--- Goal of the exercise ---
Copy the entries below word for word, starting at the line containing "Category: shirt sleeve" and ending at the line containing "pixel 533 400", both included. Leave the pictures out of your copy.

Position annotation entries
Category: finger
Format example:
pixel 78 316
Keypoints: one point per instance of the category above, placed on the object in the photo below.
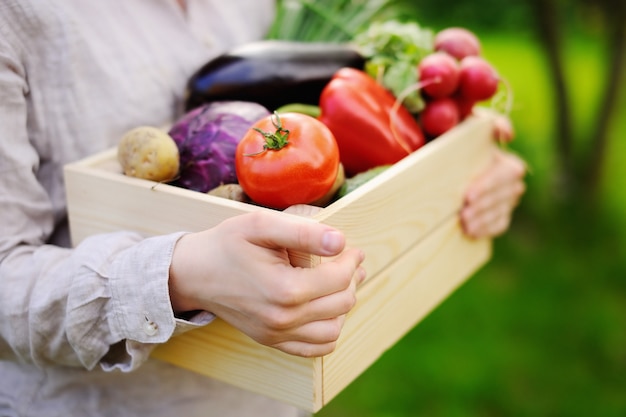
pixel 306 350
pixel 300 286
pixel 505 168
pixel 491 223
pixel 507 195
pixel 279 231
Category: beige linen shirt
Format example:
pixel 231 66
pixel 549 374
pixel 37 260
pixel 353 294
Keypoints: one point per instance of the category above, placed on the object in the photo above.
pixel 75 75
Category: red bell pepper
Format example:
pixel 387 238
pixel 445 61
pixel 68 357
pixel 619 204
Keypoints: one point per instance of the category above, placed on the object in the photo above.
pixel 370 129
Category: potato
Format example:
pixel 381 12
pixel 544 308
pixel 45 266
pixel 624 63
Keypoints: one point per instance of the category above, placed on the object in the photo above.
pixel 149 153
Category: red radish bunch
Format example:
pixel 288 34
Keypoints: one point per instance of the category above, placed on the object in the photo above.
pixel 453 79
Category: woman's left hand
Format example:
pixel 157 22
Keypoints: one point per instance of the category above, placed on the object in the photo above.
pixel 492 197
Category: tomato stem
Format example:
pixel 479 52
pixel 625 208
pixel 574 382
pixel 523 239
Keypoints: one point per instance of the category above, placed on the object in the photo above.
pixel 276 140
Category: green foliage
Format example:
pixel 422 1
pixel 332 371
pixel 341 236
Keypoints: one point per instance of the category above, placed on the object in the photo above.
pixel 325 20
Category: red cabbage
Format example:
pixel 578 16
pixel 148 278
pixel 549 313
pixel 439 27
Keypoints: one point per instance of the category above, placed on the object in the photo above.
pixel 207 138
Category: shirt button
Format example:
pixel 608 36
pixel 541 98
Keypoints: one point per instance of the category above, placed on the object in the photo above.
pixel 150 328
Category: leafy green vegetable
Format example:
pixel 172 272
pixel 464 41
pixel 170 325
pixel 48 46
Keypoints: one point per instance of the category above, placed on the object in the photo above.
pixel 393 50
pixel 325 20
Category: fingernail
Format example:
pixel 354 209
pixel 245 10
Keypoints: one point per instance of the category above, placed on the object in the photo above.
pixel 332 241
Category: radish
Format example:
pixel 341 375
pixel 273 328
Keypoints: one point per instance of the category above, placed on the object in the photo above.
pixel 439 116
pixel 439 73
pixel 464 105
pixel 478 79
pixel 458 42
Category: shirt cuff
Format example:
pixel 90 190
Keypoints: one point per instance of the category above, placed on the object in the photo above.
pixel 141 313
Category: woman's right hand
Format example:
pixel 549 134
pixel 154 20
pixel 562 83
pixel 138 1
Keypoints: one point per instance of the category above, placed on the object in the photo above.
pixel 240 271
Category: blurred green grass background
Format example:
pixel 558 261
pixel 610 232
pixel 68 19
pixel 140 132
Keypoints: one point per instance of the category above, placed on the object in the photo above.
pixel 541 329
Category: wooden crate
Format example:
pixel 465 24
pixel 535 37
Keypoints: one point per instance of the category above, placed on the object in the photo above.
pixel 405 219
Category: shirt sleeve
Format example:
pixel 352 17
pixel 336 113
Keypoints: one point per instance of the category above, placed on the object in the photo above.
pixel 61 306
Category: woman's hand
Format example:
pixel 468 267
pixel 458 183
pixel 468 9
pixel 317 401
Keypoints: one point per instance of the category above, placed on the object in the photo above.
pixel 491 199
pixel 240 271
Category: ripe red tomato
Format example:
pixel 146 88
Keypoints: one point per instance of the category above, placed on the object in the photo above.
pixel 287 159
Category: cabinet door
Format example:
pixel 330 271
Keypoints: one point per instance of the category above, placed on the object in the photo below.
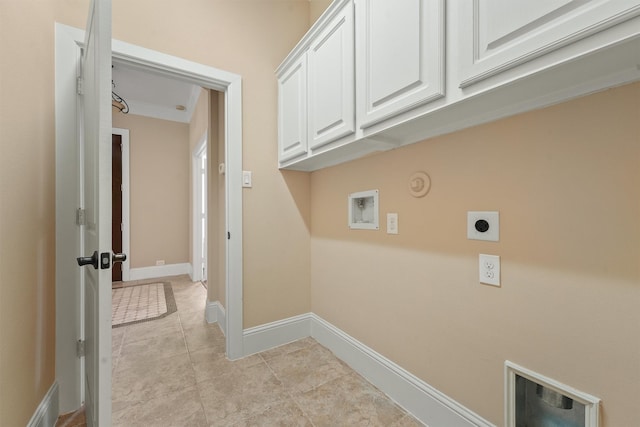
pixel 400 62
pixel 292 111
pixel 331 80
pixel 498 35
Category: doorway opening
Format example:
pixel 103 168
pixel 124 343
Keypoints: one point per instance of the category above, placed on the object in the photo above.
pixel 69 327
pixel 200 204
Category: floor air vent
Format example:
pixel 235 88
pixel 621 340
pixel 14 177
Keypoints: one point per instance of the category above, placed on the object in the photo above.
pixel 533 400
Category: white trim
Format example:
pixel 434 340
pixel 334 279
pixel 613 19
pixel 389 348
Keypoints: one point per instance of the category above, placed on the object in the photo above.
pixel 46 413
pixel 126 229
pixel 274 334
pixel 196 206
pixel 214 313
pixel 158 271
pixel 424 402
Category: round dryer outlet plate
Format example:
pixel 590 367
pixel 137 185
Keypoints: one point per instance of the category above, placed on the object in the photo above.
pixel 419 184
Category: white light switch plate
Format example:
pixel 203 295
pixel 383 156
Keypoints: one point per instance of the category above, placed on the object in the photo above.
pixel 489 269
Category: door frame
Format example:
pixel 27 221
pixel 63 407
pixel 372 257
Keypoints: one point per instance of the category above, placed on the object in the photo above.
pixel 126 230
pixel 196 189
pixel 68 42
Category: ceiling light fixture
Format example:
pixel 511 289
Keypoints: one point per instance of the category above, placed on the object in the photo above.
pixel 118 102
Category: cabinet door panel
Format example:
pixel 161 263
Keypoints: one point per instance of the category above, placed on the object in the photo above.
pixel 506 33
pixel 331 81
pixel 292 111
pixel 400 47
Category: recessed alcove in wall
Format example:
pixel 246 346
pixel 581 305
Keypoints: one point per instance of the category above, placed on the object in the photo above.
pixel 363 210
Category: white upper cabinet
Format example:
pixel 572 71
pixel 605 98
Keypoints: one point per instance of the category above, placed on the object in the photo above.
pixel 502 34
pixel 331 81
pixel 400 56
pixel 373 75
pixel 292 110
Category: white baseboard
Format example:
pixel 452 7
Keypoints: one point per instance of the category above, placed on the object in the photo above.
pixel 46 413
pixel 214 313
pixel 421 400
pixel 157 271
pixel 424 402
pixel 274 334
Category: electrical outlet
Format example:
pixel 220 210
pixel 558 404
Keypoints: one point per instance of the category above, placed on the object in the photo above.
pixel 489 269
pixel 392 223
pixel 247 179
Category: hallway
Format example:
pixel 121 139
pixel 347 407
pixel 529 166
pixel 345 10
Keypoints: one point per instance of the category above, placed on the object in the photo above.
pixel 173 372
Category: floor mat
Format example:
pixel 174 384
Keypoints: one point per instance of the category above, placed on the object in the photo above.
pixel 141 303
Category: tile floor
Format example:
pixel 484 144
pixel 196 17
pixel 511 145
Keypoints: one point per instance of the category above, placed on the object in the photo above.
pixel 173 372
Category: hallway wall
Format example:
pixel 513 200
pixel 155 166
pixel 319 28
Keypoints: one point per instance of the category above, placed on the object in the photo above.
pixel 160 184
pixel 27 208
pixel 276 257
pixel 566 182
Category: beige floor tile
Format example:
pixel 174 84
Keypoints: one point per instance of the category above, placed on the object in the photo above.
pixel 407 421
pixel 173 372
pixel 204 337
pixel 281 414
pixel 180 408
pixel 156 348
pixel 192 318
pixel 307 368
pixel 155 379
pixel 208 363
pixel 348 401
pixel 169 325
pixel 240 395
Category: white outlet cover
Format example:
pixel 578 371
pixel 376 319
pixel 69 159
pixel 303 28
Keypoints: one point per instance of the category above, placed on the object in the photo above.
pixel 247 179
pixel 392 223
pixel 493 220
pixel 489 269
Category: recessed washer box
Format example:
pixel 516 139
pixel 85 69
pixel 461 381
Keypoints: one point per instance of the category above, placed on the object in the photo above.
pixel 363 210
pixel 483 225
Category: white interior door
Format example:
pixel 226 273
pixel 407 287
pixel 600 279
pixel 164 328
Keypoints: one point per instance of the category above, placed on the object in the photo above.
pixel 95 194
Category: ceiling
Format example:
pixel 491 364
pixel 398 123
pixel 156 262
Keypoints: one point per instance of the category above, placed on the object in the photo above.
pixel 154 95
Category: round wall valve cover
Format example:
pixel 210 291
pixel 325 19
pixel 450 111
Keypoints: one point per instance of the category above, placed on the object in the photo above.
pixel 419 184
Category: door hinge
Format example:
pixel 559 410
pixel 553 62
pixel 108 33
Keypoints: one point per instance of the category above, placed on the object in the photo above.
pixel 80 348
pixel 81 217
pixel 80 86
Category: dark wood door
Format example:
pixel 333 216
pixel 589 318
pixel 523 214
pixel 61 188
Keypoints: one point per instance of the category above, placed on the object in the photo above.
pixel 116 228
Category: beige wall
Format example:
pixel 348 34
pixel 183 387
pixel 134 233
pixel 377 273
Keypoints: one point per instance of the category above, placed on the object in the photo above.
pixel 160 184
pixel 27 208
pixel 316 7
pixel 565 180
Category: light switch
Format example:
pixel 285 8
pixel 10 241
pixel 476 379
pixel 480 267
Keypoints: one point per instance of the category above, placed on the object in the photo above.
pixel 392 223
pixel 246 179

==

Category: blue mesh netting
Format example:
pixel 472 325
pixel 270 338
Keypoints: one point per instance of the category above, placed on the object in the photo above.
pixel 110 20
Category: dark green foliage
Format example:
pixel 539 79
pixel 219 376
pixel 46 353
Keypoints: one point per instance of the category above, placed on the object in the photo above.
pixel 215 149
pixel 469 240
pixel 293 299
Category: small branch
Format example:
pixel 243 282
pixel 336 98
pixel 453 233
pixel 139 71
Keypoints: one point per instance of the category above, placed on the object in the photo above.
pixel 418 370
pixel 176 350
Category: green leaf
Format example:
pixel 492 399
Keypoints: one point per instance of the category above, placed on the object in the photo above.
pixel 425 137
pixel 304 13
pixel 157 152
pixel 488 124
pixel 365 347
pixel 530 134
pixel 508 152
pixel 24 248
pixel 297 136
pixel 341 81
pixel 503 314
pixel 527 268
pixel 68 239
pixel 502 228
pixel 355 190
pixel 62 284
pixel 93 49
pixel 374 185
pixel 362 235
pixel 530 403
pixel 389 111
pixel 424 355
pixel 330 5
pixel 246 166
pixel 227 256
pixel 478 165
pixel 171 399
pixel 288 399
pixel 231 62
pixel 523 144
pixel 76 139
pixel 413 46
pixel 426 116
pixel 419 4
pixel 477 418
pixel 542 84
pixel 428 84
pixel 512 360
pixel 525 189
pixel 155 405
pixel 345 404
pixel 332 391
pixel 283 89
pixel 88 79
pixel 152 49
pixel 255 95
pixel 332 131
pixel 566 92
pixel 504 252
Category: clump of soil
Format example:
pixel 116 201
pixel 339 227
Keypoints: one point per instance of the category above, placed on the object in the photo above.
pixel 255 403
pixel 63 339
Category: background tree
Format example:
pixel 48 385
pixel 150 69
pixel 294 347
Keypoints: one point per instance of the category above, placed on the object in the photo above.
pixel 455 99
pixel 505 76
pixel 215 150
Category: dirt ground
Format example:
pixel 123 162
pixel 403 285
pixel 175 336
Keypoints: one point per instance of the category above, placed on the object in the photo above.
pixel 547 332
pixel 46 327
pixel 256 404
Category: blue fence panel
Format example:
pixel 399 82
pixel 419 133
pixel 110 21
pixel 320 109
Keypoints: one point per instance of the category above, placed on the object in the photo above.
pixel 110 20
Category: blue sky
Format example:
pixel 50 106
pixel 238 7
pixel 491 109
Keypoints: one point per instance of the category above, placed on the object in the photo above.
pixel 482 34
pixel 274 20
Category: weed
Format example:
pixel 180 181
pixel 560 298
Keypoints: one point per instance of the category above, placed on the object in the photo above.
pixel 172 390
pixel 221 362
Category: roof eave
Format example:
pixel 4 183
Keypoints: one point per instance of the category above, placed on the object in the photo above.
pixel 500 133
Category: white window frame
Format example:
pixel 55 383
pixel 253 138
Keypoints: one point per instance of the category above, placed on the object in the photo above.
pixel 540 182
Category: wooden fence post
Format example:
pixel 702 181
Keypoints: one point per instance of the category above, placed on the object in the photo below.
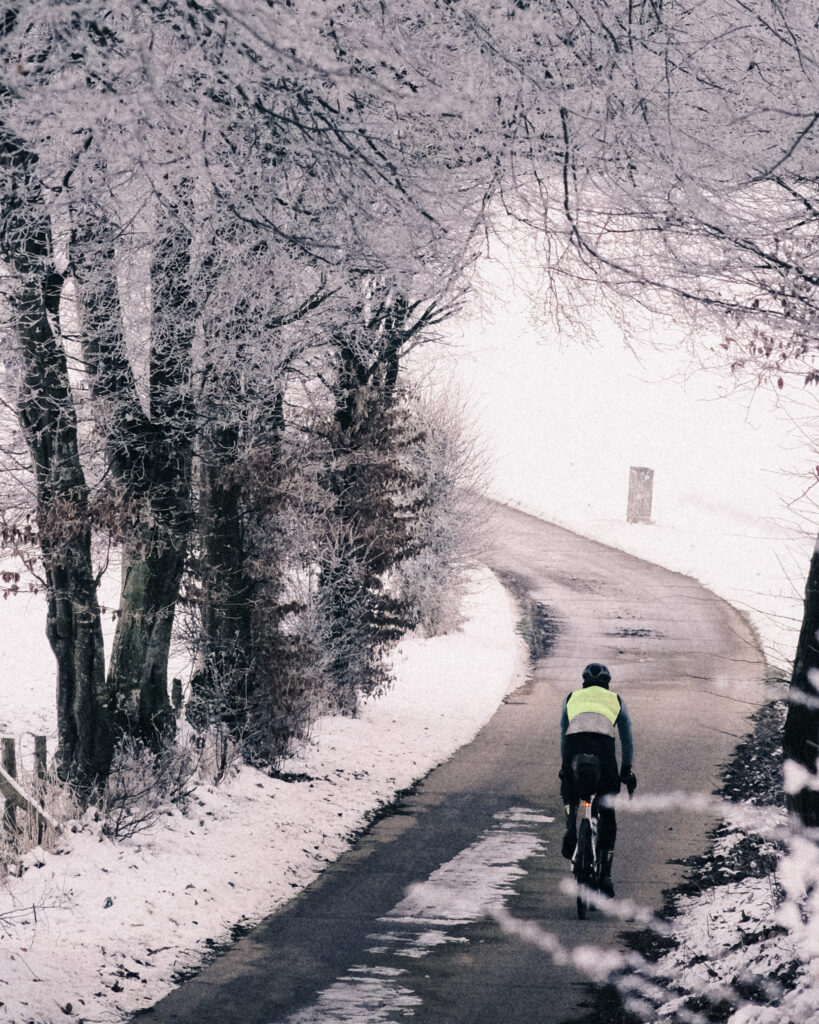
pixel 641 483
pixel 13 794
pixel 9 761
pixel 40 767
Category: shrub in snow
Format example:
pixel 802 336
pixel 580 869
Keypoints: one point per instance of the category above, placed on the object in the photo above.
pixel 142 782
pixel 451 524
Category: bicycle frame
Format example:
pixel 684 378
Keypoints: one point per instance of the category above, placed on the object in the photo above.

...

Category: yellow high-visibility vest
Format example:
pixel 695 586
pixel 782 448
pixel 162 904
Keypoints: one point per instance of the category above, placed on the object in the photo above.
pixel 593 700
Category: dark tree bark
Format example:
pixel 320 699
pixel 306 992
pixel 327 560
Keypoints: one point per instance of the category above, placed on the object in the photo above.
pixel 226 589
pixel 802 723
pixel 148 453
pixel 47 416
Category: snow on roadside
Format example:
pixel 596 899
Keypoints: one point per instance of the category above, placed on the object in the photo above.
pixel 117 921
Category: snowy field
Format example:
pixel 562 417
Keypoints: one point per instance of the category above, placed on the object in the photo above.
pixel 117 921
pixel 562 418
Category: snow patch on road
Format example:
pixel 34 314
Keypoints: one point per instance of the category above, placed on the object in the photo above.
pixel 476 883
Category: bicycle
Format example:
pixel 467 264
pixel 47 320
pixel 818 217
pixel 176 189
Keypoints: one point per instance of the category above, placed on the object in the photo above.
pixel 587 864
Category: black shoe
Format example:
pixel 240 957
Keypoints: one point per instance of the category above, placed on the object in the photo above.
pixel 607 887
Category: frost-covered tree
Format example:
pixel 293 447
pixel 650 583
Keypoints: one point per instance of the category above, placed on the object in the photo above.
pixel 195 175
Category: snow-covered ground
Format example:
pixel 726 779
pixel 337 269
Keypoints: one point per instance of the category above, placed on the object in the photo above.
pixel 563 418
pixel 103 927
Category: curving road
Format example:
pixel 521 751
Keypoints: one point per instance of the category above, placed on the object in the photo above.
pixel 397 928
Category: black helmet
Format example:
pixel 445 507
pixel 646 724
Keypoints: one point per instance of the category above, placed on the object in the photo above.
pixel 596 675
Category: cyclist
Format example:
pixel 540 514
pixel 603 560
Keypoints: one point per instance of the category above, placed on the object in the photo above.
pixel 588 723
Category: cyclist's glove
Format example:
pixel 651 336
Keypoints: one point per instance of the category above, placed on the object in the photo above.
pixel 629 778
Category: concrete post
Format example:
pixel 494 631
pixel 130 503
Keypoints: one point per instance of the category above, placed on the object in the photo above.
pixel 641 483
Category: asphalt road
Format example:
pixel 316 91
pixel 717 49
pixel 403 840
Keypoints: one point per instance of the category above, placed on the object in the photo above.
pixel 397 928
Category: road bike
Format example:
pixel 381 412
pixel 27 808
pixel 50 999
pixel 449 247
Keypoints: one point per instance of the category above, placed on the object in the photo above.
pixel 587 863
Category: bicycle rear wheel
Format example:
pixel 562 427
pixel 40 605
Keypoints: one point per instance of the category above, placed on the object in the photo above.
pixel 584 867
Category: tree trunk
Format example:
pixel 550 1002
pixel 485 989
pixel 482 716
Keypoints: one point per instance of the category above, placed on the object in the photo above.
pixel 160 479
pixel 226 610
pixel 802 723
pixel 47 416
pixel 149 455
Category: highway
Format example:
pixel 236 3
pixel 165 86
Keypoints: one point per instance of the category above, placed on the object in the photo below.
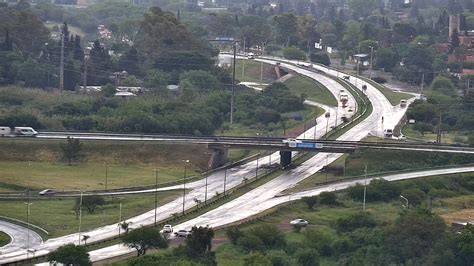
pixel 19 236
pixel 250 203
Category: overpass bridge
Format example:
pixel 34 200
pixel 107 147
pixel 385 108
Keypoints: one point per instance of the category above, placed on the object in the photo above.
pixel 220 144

--- The output ---
Category: shirt sleeve
Format example:
pixel 352 17
pixel 336 113
Keypoints: one point per instance of the category above, placed on the object in the photo above.
pixel 61 306
Category: woman's hand
Format example:
pixel 468 267
pixel 458 183
pixel 468 9
pixel 317 401
Keypoints: one point per instance of the category above, placed on the object in the photo above.
pixel 491 199
pixel 240 271
Category: ripe red tomato
Format example:
pixel 146 88
Keypoints: one point per instance of the category above, placed on the object in the photo above.
pixel 287 159
Category: cabinet door
Format example:
pixel 330 271
Keypoints: one point per instance of the category above, placed on the object in the photo below.
pixel 400 62
pixel 292 111
pixel 331 80
pixel 498 35
Category: doorway opening
Format example:
pixel 103 168
pixel 124 343
Keypoints: one point per instance of the category above, placed on the object in the photo above.
pixel 69 327
pixel 200 204
Category: floor air vent
Format example:
pixel 235 88
pixel 621 340
pixel 14 177
Keypoints: one point per instance of the category above, placed on the object in the photo above.
pixel 533 400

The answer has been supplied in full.